• [Your task] Please print the passage from the forum thread about classmates not sitting nearby exactly as it appears. Begin at the words "## TheCanadian1" and stop after "interested in talking?".

___ Page text

I think this may be a result of where I usually gravitate towards in each class, which is usually the back corner, but yes -- there seems to be a pattern of "repelling" people from sitting near me. In two of my classes currently I have empty seats one over on every side of me. The ones where people are near me, it is only because of limited space. Actually, in one of my animation classes I often (but not always) sit alone on the side (there are two major tables in the center, and then extra seats against the wall, which I sit in). Similarly, I am always left alone for group projects. Even in college, I'm the one kid left at the bottom of the barrel, that another existing group, out of pity or the teacher's demand, must adopt.

I just don't think I am a very approachable person. At this point, I almost don't want to talk to anyone, so I give off this aura of "don't bother me" by avoiding eye contact and maintaining a straight face. I kind of like it when no one is near me. I like sitting on ends or in corners where no one can angle their head slightly and watch me or hear me breathing. It creeps me out and only makes my anxiety a thousand times worse, to the point I have completely lost focus on the material I am supposed to be learning.


----------



## TheCanadian1

I don't get it... what is uninviting about me!


I smile, I sit so I'm not "closed off", I look around.... I say hi to people --- but NO sits by my and no one really talks to me.... Some rare days yes, but not often...

So what is it? Is it because people feel they don't know me? Do they think I'm not interested in talking? 

The people who have sat by me, move next class... All I do is pay attention, take my notes... Sit at the front. It's frustrating...


----------



## Irvy

They would not want to be near you if you're not their friends, can't really do anything about it


----------



## fauzdar65

this one guy always does...but i dont like him..at all...anyone else but him...
But strange thing is ,when he's not around ,then no else cares about me and then i wish that he was there...


----------



## enigm

I'd sit with ya'll


----------



## Imbored21

This happens to me a lot. I guess I give off "f-off vibes."


----------



## T Studdly

No one likes sitting near me, no one ever did, so i'm use to it.

Actually I'd prefer it if people stay the heck away from me.


----------



## SpidersInMyHair

This happens to me too, and it seems to definitely be a body language/general aura thing that other people are picking up.

______
___ Items

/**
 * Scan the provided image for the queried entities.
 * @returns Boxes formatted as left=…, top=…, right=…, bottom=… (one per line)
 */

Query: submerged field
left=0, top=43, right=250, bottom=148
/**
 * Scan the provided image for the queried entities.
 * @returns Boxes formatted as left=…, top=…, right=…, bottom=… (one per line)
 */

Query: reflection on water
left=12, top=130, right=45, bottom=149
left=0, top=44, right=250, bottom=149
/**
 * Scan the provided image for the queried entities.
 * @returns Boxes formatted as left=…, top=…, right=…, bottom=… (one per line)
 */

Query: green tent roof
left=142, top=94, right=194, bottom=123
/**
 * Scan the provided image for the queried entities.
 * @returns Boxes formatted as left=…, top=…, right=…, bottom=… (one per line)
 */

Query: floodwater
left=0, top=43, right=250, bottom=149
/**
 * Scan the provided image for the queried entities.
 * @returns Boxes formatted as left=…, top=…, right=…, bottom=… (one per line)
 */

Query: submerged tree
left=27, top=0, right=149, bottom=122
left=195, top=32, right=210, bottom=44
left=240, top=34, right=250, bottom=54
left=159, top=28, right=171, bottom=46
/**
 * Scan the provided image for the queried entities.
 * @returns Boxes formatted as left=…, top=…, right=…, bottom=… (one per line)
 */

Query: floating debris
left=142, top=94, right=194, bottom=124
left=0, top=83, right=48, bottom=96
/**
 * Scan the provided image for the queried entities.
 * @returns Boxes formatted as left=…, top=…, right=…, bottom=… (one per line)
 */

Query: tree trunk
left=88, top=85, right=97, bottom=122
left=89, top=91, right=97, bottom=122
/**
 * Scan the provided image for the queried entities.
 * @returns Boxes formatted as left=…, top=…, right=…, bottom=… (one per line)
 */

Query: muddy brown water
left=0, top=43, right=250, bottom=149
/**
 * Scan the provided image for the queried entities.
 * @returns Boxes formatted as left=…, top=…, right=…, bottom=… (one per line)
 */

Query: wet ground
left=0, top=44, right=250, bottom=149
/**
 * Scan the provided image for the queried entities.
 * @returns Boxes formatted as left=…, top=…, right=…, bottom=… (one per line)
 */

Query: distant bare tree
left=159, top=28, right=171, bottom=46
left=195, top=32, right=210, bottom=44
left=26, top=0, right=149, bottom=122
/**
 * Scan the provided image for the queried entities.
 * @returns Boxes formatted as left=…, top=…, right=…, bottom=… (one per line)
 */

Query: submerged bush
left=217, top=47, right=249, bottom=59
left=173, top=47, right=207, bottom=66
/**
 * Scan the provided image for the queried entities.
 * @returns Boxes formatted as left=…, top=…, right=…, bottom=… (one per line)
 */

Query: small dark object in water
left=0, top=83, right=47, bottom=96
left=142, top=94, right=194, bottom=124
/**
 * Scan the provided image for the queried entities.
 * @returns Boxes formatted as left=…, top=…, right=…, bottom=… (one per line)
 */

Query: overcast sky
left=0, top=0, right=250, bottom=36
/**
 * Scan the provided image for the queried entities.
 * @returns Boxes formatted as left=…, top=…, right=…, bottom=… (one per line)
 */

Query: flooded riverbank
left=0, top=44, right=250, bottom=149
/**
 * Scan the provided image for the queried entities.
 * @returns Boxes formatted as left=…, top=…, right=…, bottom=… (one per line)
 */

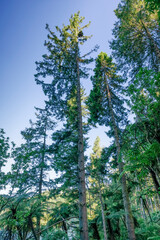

______

• [Problem solution]
## TheCanadian1

I don't get it... what is uninviting about me!


I smile, I sit so I'm not "closed off", I look around.... I say hi to people --- but NO sits by my and no one really talks to me.... Some rare days yes, but not often...

So what is it? Is it because people feel they don't know me? Do they think I'm not interested in talking?